EXERCISE PROMPT: The records that follow should be retyped word for word.
BEGIN AVAILABLE DATA
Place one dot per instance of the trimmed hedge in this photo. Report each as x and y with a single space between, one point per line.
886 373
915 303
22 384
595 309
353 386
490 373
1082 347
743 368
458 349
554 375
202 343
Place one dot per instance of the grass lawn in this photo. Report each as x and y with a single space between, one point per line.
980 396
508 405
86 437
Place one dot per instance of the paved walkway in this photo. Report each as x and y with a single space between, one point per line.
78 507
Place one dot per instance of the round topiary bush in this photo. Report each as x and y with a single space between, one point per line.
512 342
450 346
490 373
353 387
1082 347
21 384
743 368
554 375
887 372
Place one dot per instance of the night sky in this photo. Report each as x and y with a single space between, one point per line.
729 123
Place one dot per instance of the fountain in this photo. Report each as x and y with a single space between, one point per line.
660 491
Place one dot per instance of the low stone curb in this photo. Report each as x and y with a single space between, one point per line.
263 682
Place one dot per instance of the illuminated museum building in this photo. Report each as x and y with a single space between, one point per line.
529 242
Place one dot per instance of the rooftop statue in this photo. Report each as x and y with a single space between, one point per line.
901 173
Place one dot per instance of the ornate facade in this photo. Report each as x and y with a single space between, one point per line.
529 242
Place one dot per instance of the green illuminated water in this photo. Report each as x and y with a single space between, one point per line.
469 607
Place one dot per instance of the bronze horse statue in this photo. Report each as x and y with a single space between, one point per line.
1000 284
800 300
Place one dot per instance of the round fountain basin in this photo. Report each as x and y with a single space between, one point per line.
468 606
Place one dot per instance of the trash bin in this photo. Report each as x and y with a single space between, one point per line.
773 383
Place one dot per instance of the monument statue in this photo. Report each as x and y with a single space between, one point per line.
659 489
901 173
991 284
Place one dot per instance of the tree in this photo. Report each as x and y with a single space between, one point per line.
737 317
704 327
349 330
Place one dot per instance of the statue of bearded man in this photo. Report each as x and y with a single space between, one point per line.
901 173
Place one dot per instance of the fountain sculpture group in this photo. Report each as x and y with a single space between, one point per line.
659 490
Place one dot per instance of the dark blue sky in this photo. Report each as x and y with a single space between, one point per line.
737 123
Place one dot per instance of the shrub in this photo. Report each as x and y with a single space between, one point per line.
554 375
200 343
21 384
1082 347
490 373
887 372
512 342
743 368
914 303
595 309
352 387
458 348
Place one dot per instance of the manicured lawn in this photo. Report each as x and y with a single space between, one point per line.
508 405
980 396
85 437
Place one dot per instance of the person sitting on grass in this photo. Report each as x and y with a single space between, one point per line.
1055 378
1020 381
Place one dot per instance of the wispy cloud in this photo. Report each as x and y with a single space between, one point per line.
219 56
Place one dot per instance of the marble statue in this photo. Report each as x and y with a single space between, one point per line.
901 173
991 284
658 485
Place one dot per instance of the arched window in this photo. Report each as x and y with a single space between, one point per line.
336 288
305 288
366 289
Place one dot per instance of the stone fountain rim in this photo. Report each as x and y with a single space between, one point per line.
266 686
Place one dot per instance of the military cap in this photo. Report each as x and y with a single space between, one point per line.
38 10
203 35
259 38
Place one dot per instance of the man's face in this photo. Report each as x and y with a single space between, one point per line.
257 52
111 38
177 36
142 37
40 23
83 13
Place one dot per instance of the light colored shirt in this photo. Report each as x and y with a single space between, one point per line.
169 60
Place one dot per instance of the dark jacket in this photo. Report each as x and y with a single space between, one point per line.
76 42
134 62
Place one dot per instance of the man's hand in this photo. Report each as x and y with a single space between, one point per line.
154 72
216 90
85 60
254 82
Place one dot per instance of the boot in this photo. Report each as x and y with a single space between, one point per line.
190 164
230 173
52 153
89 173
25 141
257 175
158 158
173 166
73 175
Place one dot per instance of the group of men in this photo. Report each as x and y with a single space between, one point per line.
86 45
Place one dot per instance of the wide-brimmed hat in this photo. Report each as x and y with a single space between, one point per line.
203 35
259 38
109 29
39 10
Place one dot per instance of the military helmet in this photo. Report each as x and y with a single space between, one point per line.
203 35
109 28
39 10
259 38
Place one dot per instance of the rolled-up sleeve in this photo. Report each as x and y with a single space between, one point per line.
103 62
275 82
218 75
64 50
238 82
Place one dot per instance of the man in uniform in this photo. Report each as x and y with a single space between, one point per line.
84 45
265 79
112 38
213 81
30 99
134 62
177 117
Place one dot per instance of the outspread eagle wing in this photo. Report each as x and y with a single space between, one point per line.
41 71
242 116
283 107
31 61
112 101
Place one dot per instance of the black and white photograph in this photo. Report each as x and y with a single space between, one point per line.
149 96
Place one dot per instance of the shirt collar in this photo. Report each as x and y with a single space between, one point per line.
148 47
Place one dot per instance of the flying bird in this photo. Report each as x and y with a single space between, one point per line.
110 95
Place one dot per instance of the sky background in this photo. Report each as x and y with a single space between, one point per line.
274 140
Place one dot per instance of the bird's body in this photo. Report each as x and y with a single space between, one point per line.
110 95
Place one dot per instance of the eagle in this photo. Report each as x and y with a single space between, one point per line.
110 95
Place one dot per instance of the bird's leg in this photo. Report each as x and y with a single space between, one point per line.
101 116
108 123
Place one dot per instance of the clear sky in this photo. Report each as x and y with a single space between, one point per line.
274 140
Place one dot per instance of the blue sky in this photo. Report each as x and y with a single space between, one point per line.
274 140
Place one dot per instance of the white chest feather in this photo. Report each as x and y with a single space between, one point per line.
END AVAILABLE DATA
RESULT:
Place one dot per instance of the trimmed hedge in this photo. Report each as x and y with a single space between, one point per line.
886 373
915 303
22 384
595 309
353 386
490 373
1082 347
743 368
458 349
554 375
202 343
Place one dot per instance of the grass lawn in this photo. Report each as x and y with a single space between, one point per line.
980 396
508 405
86 437
Place one dot per instance of the paved walkway in this photo. Report each as x and y with a single space between, one point per line.
78 507
Place one dot per instance of the round topiary bush in this photo. Report each as x and y with a single space between, one point per line.
512 342
450 346
490 373
353 387
1082 347
21 384
743 368
554 375
887 372
Place one dot per instance of the night sky in this photo. Report each as x and y with a single space between, one point per line.
729 123
Place one dot per instance of the fountain in this photo. Report each as x and y with a single space between, one point per line.
660 491
Place one dot per instance of the low stone curb in this photo. Report each as x and y with a single space between, one point per line.
263 682
Place one dot per instance of the illuminated museum building in this photo. Report each as x and y with a single space between, one point per line.
529 242
Place one dot per instance of the rooftop statue in this photo. Report each as x and y with a single space between, one point per line.
901 173
Place one dot per instance of the ornate facade in this photo. Report each as x and y with a single space between, one point per line.
529 242
Place one dot per instance of the green illuminated water in this photo. Report each as x and y with a single space between, one point per line.
469 607
Place one dot per instance of the bronze horse statue in this photo. Report each as x and y with a single space between, one point per line.
1000 284
800 300
Place one dot per instance of the round fountain basin in this photo. Report each as x and y with a single space between, one point per line.
468 606
Place one dot per instance of the trash bin in this photo. Report each as x and y with a single space between, one point per line.
773 383
Place one dot per instance of the monument statue in this photo. Report each as x and y with a single space between, one point per line.
659 489
901 173
991 284
Place one dot per instance of the tree in this photo. Report each as x and y with a single space between, one point per line.
737 317
704 327
349 330
Place one dot per instance of the statue of bearded man in this photo. Report each as x and y with a single space between, one point per line.
901 173
Place one dot per instance of the fountain sculpture group in this photo. Report each as x and y with a single space between, one point per line.
659 490
Place one dot per instance of the dark blue sky in this photo. Report each as x and y with a single space between, one point per line.
737 123
Place one dot per instance of the shrub in this photo. Report each as x and y with a single space between, one point per line.
554 375
200 343
21 384
1082 347
490 373
887 372
512 342
743 368
914 303
595 309
352 387
458 348
Place one dot per instance of the manicured lawn in this photo. Report each as x and y with a single space between, one point per line.
508 405
980 396
85 437
Place one dot per instance of the person sitting on grass in this photo. Report each as x and y with a single space between, one point per line.
1055 378
1020 381
Place one dot per instance of the wispy cloud in this photo. Report each as x and y with a single space between, one point per line.
219 56
Place one dot per instance of the marble statue in this photo. Report each as x and y with a single space between, one point per line.
901 173
991 284
658 485
Place one dot per instance of the arched window in this photo. Report each as x and y with a single space between, one point per line.
336 288
305 288
366 289
Place one dot per instance of the stone fountain rim in this photo. Report each as x and y with a single space between, one point per line.
266 686
Place one dot per instance of the military cap in this photo. Report each as x and y with a single space between, one point per line.
38 10
203 35
259 38
Place one dot per instance of the man's face in this photo. Report each as x and y with a single space between, one point per line.
257 52
111 38
177 36
142 37
40 23
83 13
Place one dot per instance of the light colored shirt in this photo. Report each as x and y with a single space between, one point per line.
169 60
Place one dot per instance of the dark jacket in this photo. Report each as x and y with a single space between, one point per line.
76 42
134 62
Place one dot per instance of the man's hand in this photo. Report each as x and y with a single space between, one point per line.
154 72
216 90
85 60
254 82
Place one dot per instance of the boot in this photo. Report each as x and y with a single space between, one point per line.
190 164
230 173
52 153
89 173
25 141
257 175
158 158
173 166
73 175
Place one dot per instance of the group of men in this photo. Report each as x and y with a single space between, one point per line.
86 45
Place one dot per instance of the wide-brimmed hat in this photo. Report each as x and y with a single space between, one point per line.
203 35
259 38
109 29
39 10
Place one dot per instance of the military helmet in this photo. Report each as x and y with a single space between, one point per line.
203 35
109 28
39 10
259 38
Place one dot per instance of the rolled-up sleeve in this photo. Report each as x and y with a single space between, one point per line.
103 62
275 82
218 75
64 50
238 82
Place one dot per instance of the man in uniform in this photo. Report each as x and y with a single space between, one point per line.
84 45
265 79
112 38
213 81
30 99
134 62
177 117
Place one dot per instance of the outspread eagle wing in this photo. Report each as x and y with a single space between, one point per line.
41 71
242 116
283 107
31 61
112 101
Place one dot per instance of the black and white photograph in this photo. Report each as x and y with a single space between, one point per line.
149 96
Place one dot per instance of the shirt collar in this photo. Report each as x and y with a single space between, one point per line.
148 47
Place one dot per instance of the flying bird in this photo. Report each as x and y with a single space between, one point per line.
110 95
Place one dot per instance of the sky background in this photo. Report each as x and y with a single space between, one point per line.
274 140
Place one dot per instance of the bird's body in this photo. Report each as x and y with a single space between, one point per line.
110 95
Place one dot per instance of the eagle in this photo. Report each as x and y with a single space between, one point per line.
110 95
Place one dot per instance of the bird's leg in this photo. Report each as x and y with a single space between, one point per line.
101 116
108 123
Place one dot per instance of the clear sky in this photo. Report each as x and y with a single space between, one point per line.
274 140
Place one dot per instance of the blue sky in this photo. Report each as x and y with a single space between, one point per line.
274 140
Place one dot per instance of the white chest feather in this photo. Report each as x and y with a single space between, one point per line.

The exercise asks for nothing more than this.